*What to work on*:
Give back the whole listing below exactly.

*Task material*:
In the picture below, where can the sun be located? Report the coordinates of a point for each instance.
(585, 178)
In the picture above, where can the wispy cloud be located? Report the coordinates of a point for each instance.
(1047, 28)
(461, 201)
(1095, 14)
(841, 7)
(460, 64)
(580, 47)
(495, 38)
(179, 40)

*Exercise output*:
In the picture below, where can the sun be located? Report the coordinates of a point for each instance.
(585, 178)
In the picture above, where can the wispy cloud be located? Report the coordinates of a point for each instance.
(1047, 28)
(461, 201)
(1095, 14)
(841, 7)
(460, 64)
(580, 47)
(495, 38)
(179, 40)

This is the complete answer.